Start of Extracted data
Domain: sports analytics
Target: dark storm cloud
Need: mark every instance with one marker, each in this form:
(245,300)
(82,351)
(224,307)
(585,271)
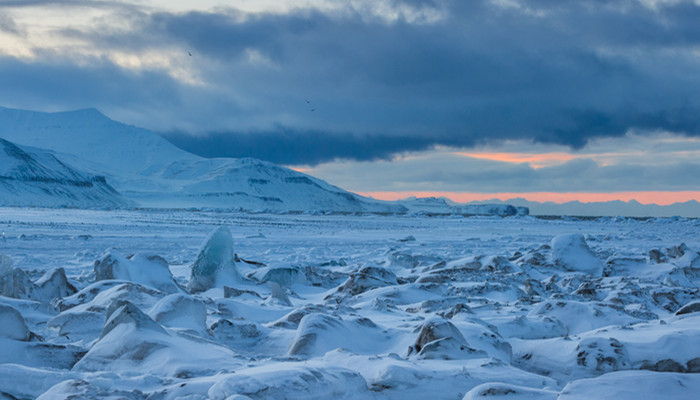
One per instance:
(65,86)
(549,71)
(292,147)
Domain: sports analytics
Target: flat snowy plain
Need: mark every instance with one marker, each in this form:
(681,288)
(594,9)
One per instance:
(346,306)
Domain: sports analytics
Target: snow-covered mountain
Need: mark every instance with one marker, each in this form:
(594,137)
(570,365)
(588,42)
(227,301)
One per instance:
(148,169)
(33,177)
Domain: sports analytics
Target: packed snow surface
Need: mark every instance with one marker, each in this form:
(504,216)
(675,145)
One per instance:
(212,305)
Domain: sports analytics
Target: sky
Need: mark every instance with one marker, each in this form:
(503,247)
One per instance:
(542,99)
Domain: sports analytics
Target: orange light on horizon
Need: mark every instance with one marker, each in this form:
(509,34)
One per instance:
(644,197)
(535,160)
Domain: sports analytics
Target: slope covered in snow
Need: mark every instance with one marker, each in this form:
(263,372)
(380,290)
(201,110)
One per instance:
(32,177)
(151,171)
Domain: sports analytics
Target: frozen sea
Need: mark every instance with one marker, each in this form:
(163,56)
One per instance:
(346,306)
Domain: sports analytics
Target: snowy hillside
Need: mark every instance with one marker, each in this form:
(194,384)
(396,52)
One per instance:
(32,177)
(146,168)
(439,206)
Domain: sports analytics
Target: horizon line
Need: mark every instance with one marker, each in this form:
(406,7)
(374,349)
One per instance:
(660,198)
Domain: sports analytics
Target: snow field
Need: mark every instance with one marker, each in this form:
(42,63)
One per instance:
(176,304)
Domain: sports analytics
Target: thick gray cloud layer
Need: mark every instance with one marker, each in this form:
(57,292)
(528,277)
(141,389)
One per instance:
(548,71)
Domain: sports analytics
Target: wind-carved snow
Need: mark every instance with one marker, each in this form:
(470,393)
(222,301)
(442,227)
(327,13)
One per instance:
(203,305)
(215,265)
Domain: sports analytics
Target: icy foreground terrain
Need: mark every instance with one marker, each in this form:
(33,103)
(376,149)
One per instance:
(195,305)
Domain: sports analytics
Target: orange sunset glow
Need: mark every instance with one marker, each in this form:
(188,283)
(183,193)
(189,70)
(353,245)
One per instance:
(660,198)
(535,160)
End of Extracted data
- _The exercise_
Give the entries again word for word, but skip the pictures.

- _Expected answer_
Domain: sports analytics
Target: dark storm cloud
Need: mark every instance with one marker, each in this form:
(245,300)
(82,351)
(224,307)
(585,271)
One per instance:
(65,86)
(549,71)
(292,147)
Domain: sports analytics
Target: flat snowy plain
Need: mark every instance with one marker, each in this form:
(681,288)
(594,9)
One per instance:
(346,306)
Domain: sports analytics
Target: snow-covered mountain
Need: mark every instance with one marker, each in this form:
(594,137)
(570,365)
(588,42)
(227,301)
One per instance:
(148,169)
(33,177)
Domain: sports analytics
Target: packed snow surface
Need: mark every instance with one marker, each in this form:
(504,216)
(675,145)
One per instance:
(212,305)
Domain: sports analytics
Target: sky
Need: mark every instance with one marker, each in this form:
(503,247)
One per instance:
(542,99)
Domain: sports analytics
Target: orange light on horizon
Need: mark every instance with one marker, each in this form:
(509,34)
One per instance:
(644,197)
(535,160)
Domain: sports analytics
Target: slope covered in snow
Need: mark every instance with one marker, each in this form:
(263,372)
(380,290)
(201,110)
One per instance:
(32,177)
(151,171)
Domain: sports analytics
Target: frozen sea
Need: mark every instance with one marker, each in this form:
(163,56)
One per instance:
(346,306)
Domain: sports analytics
Target: snowy hillside
Need: mark every instance with one marker, each in this form:
(194,384)
(396,52)
One per instance:
(32,177)
(146,168)
(439,206)
Domain: sports analytics
Target: horizon line
Need: mark every instance with one marker, each in this form:
(406,7)
(374,349)
One per instance:
(660,198)
Domain: sports analytics
Target: snow field
Need: mark every instance with one marker, each in this form:
(42,63)
One per instance:
(176,304)
Domain: sports analytics
Target: thick gray cloud layer
Need: mark every instance with one marker, each in this form:
(57,292)
(528,277)
(141,389)
One per instance:
(548,71)
Domain: sports analytics
Target: wind-carved snow
Need: mark every instance with one marker, each in this form:
(470,393)
(222,301)
(442,227)
(327,13)
One per instance:
(203,305)
(215,265)
Domain: sports analytics
Target: icy foreground terrain
Need: mark every instance with one marker, each in this form:
(33,103)
(376,149)
One per instance:
(195,305)
Domain: sports analytics
Target: orange sunset glow
Need: mark every instance with one marker, each in this form:
(188,283)
(183,193)
(189,70)
(353,245)
One per instance:
(660,198)
(535,160)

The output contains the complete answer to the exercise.